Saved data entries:
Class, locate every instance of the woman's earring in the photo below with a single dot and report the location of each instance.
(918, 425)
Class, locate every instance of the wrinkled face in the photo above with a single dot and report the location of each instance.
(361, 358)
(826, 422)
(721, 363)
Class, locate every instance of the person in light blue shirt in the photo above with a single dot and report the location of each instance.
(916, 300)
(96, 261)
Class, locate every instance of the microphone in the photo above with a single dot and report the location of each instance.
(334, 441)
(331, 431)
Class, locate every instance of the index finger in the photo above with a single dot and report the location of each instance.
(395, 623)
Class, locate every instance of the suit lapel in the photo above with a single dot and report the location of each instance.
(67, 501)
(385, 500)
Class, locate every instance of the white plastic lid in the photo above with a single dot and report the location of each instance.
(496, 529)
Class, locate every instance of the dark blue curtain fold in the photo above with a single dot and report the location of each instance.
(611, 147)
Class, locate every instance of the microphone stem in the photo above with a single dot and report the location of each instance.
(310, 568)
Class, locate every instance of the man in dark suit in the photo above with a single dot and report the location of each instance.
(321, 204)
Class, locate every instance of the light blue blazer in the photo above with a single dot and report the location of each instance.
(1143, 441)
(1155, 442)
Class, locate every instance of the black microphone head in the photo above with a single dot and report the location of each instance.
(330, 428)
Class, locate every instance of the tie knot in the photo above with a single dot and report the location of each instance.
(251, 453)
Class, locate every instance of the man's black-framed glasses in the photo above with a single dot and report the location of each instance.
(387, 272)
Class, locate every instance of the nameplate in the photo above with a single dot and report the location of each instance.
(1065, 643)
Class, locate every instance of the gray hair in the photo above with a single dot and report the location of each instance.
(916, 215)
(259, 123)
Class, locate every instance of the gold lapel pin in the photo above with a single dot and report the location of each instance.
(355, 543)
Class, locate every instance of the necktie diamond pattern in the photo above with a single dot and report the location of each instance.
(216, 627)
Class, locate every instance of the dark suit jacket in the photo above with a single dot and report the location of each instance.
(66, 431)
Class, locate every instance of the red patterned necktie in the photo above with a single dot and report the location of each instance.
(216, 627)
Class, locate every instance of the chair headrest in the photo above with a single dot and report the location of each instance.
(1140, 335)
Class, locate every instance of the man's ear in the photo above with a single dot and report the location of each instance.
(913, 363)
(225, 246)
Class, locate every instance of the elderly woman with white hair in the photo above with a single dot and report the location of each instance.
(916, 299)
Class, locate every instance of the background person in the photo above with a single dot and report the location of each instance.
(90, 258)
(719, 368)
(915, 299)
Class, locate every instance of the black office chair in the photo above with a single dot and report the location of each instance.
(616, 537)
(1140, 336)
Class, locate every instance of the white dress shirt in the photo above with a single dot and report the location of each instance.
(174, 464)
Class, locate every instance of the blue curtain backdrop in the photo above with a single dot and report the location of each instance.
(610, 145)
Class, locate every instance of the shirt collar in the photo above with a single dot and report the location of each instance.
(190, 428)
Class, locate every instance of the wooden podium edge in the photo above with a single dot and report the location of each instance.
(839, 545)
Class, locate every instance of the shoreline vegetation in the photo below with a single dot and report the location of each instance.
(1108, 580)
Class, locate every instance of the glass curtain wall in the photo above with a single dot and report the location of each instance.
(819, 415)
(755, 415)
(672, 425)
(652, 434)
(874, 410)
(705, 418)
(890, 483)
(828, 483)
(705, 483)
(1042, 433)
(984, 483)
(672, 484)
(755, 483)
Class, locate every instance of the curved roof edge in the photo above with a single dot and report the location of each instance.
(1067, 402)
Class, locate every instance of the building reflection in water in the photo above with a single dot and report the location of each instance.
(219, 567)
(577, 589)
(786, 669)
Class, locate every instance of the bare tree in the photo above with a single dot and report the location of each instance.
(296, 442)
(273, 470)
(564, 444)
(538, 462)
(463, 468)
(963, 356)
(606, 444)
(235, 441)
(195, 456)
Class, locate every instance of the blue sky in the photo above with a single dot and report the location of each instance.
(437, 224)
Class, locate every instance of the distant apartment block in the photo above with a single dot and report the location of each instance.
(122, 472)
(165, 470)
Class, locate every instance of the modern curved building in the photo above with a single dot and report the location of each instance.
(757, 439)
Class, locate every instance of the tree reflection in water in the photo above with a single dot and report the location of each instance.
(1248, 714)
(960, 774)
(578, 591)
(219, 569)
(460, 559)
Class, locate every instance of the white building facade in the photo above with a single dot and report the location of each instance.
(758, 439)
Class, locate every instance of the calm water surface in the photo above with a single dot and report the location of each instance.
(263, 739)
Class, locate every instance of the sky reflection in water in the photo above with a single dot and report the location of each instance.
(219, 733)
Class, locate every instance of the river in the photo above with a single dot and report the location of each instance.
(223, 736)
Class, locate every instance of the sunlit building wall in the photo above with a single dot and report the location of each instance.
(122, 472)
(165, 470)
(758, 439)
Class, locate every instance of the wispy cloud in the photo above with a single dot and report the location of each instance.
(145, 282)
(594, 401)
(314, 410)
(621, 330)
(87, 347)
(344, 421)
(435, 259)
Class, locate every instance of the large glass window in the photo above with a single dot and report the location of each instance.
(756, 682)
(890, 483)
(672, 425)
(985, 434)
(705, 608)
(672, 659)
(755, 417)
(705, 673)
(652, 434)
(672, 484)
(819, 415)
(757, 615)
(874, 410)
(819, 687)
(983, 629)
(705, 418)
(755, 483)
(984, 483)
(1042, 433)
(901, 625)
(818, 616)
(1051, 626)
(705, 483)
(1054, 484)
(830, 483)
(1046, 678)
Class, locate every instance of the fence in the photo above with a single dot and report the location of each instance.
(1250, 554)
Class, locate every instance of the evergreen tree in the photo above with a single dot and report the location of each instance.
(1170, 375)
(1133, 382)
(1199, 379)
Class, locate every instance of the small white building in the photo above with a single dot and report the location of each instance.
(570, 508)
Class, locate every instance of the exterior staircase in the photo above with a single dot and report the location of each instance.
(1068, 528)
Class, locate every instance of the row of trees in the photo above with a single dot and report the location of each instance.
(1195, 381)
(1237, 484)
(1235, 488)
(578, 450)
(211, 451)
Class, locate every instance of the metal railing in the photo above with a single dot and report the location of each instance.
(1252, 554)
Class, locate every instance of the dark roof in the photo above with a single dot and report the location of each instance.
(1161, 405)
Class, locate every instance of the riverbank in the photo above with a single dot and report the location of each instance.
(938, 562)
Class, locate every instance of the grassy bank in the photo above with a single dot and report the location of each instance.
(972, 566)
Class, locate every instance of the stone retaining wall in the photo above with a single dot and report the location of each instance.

### Exercise description
Copy out every line from the one containing "Class, locate every instance of the small" through the end of the items, inclusive, requests included. Scale each coordinate in the answers by 0.5 and round it to a whole number, with halves rounded up.

### The solution
Class, locate every instance of the small white building in the photo above with a single dot and report the location of each instance.
(285, 254)
Class, locate every instance of the exterior staircase in the photo above with a single dot and report the location of each instance.
(534, 264)
Class, locate every instance of the row of trees in the photo above with a single dot and report the location of each instance.
(598, 191)
(619, 242)
(618, 244)
(289, 225)
(106, 226)
Class, locate every instance of the metal railing in the photo above with a single dot and report the location of each instance.
(626, 277)
Class, locate every instance of the dark roof in the photo above with a single dot and report the location of each instance.
(581, 203)
Class, locate every instance of the riverbank in the photo above with a single dot and report the location of each instance.
(469, 281)
Class, locate every instance of the grassy bank in the photo above with a single dot and report the location of each instance.
(486, 283)
Class, locate every instance of the stone retaining wall in the photo above with a single dot and report the location of each instance.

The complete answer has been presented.